#### Challenge
Count how many lines in the entries below contain the word "handle". Reply with that number only.

==============================

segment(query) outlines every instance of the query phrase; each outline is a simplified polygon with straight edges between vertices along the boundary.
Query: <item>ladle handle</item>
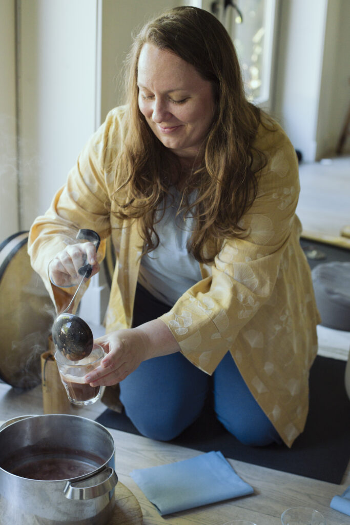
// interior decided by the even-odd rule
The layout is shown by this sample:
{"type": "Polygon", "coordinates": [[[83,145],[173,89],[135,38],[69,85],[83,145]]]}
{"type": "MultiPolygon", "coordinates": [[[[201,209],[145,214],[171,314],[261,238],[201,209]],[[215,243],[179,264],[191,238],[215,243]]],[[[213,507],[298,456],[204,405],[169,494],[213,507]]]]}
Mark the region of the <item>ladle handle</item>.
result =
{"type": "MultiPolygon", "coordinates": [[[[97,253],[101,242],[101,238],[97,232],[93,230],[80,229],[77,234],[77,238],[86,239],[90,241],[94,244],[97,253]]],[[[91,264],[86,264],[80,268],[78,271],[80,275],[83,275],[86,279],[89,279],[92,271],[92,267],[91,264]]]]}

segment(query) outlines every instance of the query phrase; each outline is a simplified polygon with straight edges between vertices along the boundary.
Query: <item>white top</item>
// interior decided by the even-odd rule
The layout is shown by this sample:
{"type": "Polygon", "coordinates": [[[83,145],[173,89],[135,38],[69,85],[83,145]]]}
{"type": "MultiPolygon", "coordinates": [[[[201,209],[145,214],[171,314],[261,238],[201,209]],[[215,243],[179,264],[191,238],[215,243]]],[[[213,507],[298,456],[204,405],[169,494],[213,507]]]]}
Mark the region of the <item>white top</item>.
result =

==============================

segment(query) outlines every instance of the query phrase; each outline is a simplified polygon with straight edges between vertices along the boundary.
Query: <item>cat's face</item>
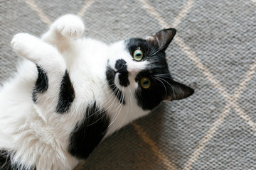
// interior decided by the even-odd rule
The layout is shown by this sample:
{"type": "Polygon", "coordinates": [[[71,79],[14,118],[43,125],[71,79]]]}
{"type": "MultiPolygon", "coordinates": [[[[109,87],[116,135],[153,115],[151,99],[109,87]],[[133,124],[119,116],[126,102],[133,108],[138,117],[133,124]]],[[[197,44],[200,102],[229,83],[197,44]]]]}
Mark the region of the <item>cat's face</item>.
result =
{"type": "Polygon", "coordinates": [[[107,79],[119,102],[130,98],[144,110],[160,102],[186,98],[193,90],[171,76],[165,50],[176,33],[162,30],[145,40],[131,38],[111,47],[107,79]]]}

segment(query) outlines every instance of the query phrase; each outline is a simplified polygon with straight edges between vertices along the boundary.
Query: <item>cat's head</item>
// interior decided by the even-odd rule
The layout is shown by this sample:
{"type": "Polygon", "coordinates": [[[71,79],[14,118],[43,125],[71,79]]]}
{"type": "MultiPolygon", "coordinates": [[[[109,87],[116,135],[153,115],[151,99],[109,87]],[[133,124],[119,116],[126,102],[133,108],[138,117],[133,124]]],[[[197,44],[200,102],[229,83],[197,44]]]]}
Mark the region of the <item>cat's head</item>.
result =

==============================

#### Right answer
2